• _Work request_:
Wherever an image appears in the records, exclude it, and reproduce everything else exactly.

Material for the task section start

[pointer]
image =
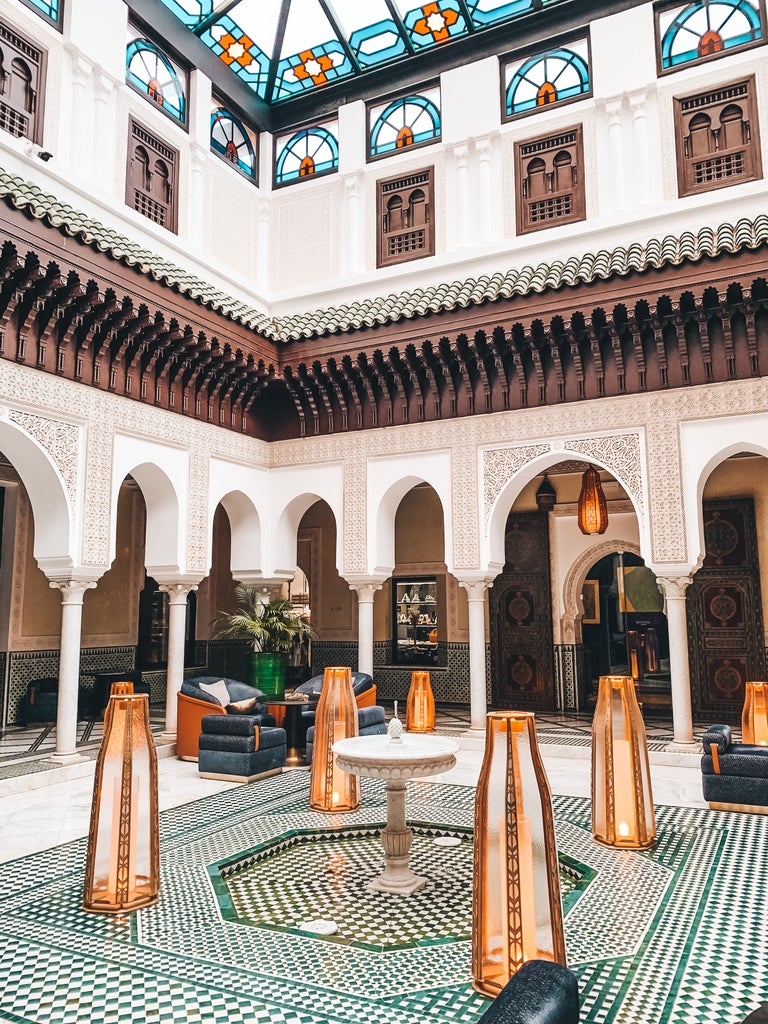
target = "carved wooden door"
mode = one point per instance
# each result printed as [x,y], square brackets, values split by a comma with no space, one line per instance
[725,617]
[520,608]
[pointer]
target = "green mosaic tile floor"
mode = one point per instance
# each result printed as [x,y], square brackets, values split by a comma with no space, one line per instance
[675,934]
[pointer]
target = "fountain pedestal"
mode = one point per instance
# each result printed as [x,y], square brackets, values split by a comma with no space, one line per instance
[396,759]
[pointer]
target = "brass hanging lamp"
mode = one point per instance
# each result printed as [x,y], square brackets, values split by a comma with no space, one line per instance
[593,510]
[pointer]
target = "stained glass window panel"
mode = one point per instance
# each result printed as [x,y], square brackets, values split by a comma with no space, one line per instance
[553,77]
[192,12]
[693,31]
[485,12]
[230,139]
[305,154]
[406,122]
[432,24]
[152,73]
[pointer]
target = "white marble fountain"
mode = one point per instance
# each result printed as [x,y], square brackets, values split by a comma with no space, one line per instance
[396,758]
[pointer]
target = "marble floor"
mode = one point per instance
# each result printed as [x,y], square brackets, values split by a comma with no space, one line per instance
[670,935]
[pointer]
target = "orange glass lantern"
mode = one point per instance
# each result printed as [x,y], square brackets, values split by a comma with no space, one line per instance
[755,715]
[122,869]
[420,708]
[336,718]
[622,798]
[516,908]
[592,509]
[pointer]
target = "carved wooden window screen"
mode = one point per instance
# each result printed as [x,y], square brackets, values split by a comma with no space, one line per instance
[718,141]
[550,175]
[152,177]
[22,85]
[406,217]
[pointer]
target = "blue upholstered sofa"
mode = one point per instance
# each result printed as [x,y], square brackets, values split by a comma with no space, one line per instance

Material for the task section end

• _Solved exercise_:
[pointer]
image =
target = "carved wooden door"
mode = one point per instance
# each result printed as [x,y], square brackets, values split by a comma with no space, one line per instance
[725,617]
[520,608]
[pointer]
target = "green mosaic tile floor"
mode = one point per instance
# each result printed as [x,y], square brackets, values split by a comma with no space, one line per instance
[675,934]
[pointer]
target = "fountain pedestal"
mode = one point per instance
# each result printed as [x,y], square brackets, values split by a comma with no space, one line per instance
[396,759]
[pointer]
target = "brass hanging lamp"
mode = one point per instance
# each result printed as [x,y], square brackets, values split by a comma with no space, one line per instance
[593,510]
[pointer]
target = "stained glass window panel"
mode = one point per instance
# each result printed as [x,y], square brackets, values split by a comma with no space, one line per instance
[553,77]
[192,12]
[693,31]
[485,12]
[230,139]
[305,154]
[406,122]
[432,24]
[152,73]
[pointer]
target = "white marble fountain"
mode = one point per instance
# each result printed as [x,y], square brackets, values split by a comma with no space, one line per instance
[396,758]
[pointer]
target = "marble floor"
mode = one point per instance
# each result printed as [x,y], square brackets, values split by a comma with no space, one line per instance
[670,935]
[pointer]
target = "orange glass lantern"
mode = one point per instance
# each result printed as [x,y], square brackets, values split by a comma with no space, one line per instance
[755,715]
[122,869]
[420,708]
[336,718]
[622,798]
[516,908]
[592,509]
[pointer]
target = "carved wooden window screen"
mode = one point per instance
# each result printed as [x,y], square brackets, values split by a comma with no space, one line per instance
[718,141]
[550,175]
[152,177]
[22,85]
[406,217]
[pointer]
target = "blue upholstered sofa"
mode = one point per instance
# each result printed as [x,y], square brackets, values split by a comma with no space, one line per instance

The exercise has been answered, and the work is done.